PROBLEM TO WORK ON
The entries below should be given again exactly, minus their pictures.

Saved entries
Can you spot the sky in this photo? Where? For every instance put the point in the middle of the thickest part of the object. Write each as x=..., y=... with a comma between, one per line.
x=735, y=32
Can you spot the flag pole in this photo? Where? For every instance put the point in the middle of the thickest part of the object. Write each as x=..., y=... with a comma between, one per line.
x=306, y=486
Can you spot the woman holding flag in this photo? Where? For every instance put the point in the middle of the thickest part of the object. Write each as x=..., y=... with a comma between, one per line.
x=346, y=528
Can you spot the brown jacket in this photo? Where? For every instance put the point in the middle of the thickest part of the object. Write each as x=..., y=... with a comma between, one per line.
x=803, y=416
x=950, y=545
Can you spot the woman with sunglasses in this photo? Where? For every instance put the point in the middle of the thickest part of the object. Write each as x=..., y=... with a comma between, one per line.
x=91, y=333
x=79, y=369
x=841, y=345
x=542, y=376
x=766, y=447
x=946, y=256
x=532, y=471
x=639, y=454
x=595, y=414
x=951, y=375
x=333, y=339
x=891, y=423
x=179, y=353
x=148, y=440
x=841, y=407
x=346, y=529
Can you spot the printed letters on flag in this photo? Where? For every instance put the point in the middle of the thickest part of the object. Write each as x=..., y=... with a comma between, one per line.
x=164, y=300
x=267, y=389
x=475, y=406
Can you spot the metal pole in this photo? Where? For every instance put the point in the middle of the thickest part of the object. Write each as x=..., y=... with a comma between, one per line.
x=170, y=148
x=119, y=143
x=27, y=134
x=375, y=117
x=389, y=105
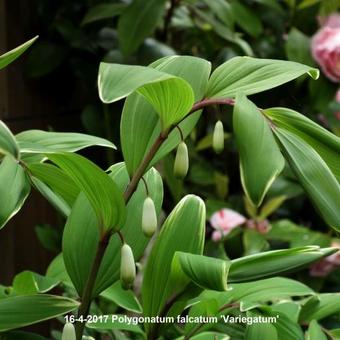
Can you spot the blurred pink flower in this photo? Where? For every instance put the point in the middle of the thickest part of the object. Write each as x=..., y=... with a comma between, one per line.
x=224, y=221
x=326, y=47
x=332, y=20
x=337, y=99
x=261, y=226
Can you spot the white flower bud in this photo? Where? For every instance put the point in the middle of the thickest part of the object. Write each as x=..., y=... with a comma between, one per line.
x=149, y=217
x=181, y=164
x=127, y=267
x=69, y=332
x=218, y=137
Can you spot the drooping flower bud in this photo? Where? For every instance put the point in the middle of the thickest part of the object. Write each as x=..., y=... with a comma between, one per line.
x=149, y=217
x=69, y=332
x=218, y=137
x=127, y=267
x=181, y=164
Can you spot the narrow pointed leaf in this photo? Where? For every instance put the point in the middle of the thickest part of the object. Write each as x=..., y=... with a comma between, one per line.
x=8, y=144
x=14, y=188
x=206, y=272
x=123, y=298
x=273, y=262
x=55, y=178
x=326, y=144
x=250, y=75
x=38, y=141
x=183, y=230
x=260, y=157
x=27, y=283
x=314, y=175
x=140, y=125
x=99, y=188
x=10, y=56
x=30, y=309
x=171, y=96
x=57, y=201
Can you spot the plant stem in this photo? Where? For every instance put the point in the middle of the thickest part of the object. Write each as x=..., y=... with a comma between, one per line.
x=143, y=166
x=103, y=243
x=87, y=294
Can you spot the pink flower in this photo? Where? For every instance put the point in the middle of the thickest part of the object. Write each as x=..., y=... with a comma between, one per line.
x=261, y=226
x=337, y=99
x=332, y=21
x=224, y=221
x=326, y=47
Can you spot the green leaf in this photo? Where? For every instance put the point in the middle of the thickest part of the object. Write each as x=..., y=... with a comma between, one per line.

EXERCISE SOLUTION
Can you spot the sky in this photo? Where? For every instance put the point in the middle of the thickest part of the object. Write each as x=..., y=... with a comma between, one per line.
x=735, y=32
Can you spot the flag pole in this photo? Where? For every instance put the point in the middle of the thickest part of the object. Write each as x=..., y=... with a comma between, one per line.
x=306, y=486
Can you spot the woman holding flag in this photo? Where? For every instance put the point in the middle of the thickest part of the object. Write each as x=..., y=... with a comma between, one per line.
x=346, y=528
Can you spot the brown jacket in this photo? Where? For every instance put the point in the middle of the thickest part of the object. Write each as x=..., y=... with a comma between, one per line.
x=803, y=416
x=950, y=545
Can you spot the woman with sunglasses in this photo? Where? For every instance put the point in the middle of the thickest part of the object. Write each as x=..., y=... with a comma between, one per line.
x=91, y=333
x=79, y=369
x=841, y=345
x=542, y=376
x=766, y=447
x=946, y=256
x=532, y=471
x=639, y=454
x=595, y=414
x=951, y=375
x=333, y=339
x=891, y=423
x=179, y=353
x=148, y=440
x=841, y=407
x=346, y=529
Can you spot the printed letters on flag in this photo? Where? For every instance put the point in the middle of the thickest part of the object. Write each as x=..., y=... with a comma between, one per line.
x=164, y=300
x=267, y=389
x=475, y=406
Can you spot the metal pole in this photo? Where? For every instance put the point in the middle of the thickest part of the object. Write each as x=..., y=... with a comma between, one per line.
x=170, y=148
x=119, y=143
x=27, y=134
x=375, y=117
x=389, y=105
Can you spot the blurred pink flower in this photo? Where? For every instance put the point in the middle of the thickest part of the object. Write each as x=..., y=... with a comma between, one per line.
x=224, y=221
x=326, y=47
x=332, y=20
x=337, y=99
x=261, y=226
Can you spot the white flower bud in this photo? Where? For every instance put the point in the middle of the thickest part of the object. Write each as x=..., y=... with a comma between, one per line.
x=149, y=217
x=181, y=164
x=127, y=267
x=69, y=332
x=218, y=137
Can you spot the drooping flower bud in this photo? Where? For every instance put the point in the middle of the thickest part of the object. Write each as x=..., y=... with a comma between, one per line.
x=149, y=217
x=69, y=332
x=218, y=137
x=127, y=267
x=181, y=164
Can you spot the narrow pointed leaf in this photo? Where? For every instance put the point in the middle of the thickest part of the object. Write each as x=..., y=... with a comma between, one per line.
x=8, y=144
x=14, y=188
x=206, y=272
x=123, y=298
x=273, y=262
x=55, y=178
x=326, y=144
x=250, y=75
x=38, y=141
x=183, y=230
x=260, y=157
x=27, y=283
x=314, y=175
x=140, y=125
x=99, y=188
x=10, y=56
x=30, y=309
x=171, y=96
x=57, y=201
Can you spot the plant stem in this photo? Where? For every instance put the point in the middle of the thickest part of the object. Write each as x=..., y=... with a comma between, one per line.
x=143, y=166
x=103, y=243
x=87, y=294
Can you spot the pink flower in this photo? Where? For every instance put the point in the middle of the thickest part of the object. Write each as x=..., y=... with a comma between, one per line.
x=261, y=226
x=337, y=99
x=332, y=21
x=224, y=221
x=326, y=47
Can you spot the green leaf in this photo? Where? For every instance put the point in the middle of the thickest part of the object. Write each as x=..., y=... with a comma between, one per line.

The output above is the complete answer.